## Stated exercise A
Rewrite the piece on BBC coverage of the migrant crisis from "And the way to keep" to "of a trend.", replacing "vocabulary" with "terminology".
## Stated exercise B
Continue the piece on BBC coverage of the migrant crisis from the point at which it ends.
--- BEGIN Selection ---
Friday, 4 September 2015

"Tell us your story. Tell us where have you come from. What's your name?"



Here's something you may have missed: The BBC's head of newsgathering, Jonathan Munro, on the World Service a couple of weeks back spelling out the BBC position on how the migrant crisis should be reported (and which has been carried through right across the BBC):
The language that we use is...we're perhaps not in the same place as Al Jazeera on this, though I think we are in the same sort of debate as they've been. 
I don't think there's anything wrong actually with using the word 'migrant' and the word 'refugee'. The vast majority of people that we're seeing coming through those borders, whether on land or by sea, are both migrants and refugees. 
The issue...is more about the dehumanisation of people and the way we cover it, which isn't just a language issue. 
When you're seeing 40,000 people coming through over a relatively short period of a number of weeks, what we're hearing on our radios and seeing on our screens are images and sounds that portray the volume of people and the way to dehumanise them is just to do that. 
And the way to keep them as human beings - and this is a much more important point it seems to me than the vocabulary - is to talk to them, to hear their stories as individuals, as human beings, as opposed to as part of a trend. 
So, you know, I was very pleased for example with some coverage that ran widely across the BBC where a reporter was on the island of Kos, which has just had a massive influx, as you all know, and the first thing he said as people literally got their feet wet getting off a boat was, "Tell us your story. Tell us where have you come from. What's your name?" 
And it's that humanity which is actually more important than, you know, vocabulary boundaries that some broadcasters may choose to put in place. 
We're not in the game of saying certain words aren't appropriate, as long as they're accurate and they reflect the story. The more important thing for us is to keep the human beings at the heart of it.
--- END Selection ---
--- BEGIN Recorded information ---
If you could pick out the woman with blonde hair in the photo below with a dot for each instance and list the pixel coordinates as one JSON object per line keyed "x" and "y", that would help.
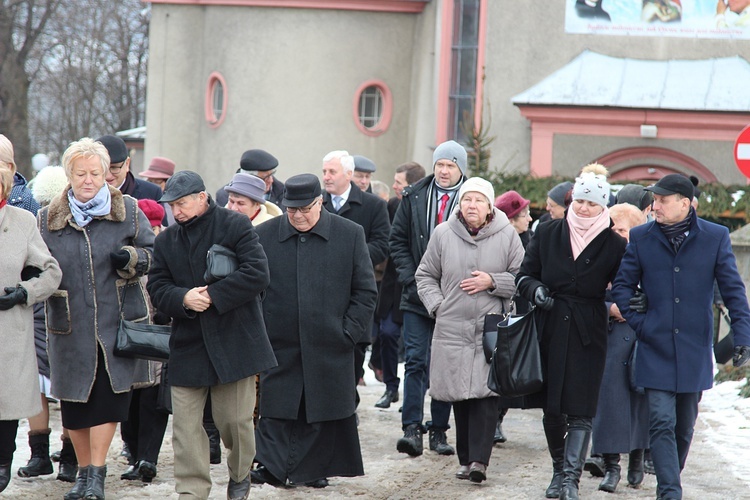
{"x": 103, "y": 243}
{"x": 568, "y": 264}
--- END Recorded information ---
## Result A
And the way to keep them as human beings - and this is a much more important point it seems to me than the terminology - is to talk to them, to hear their stories as individuals, as human beings, as opposed to as part of a trend.

## Result B
4 comments:

  1. The emoteathon continues on on the BBC (and other UK Media).

    Always a photo of a woman with baby even though the vast majority of migrants are (fit and healthy looking) men. Always a story of risk to life in Syria or Afghanistan (haven't heard any of the Kosovans or Albanians interviewed yet). Then the assertions that the government is "behind the curve" of public opinion. Any evidence of that? We know migration tops the public's concerns (presumably NOT in the sense that they want MORE mass immigration). So I treat such claims with scepticism.

    This BBC guidance on how to report is not replicated elsewhere. If the BBC is talking about say the Front National in France or Pegida, we don't see much of an attempt to "humanise" their supporters.

    It's a nonsense of course. This is news, not literature. You can't humanise the 100,000s of individuals involved - you can only make an assessment and then use "human interest" stories to illustrate your assessment.

    The issue is whether the assessment accurate. Most of the Syrian refugees do NOT appear to to be fleeing immediate danger, they are leaving relatively safe places like camps in Turkey and Syria and seeking a better life for their families.

    Are the "refugees" determined to give up on Sharia law, accept gender and gay equality, and act in accordance with parliamentary democracy? The BBC isn't even interested in the question.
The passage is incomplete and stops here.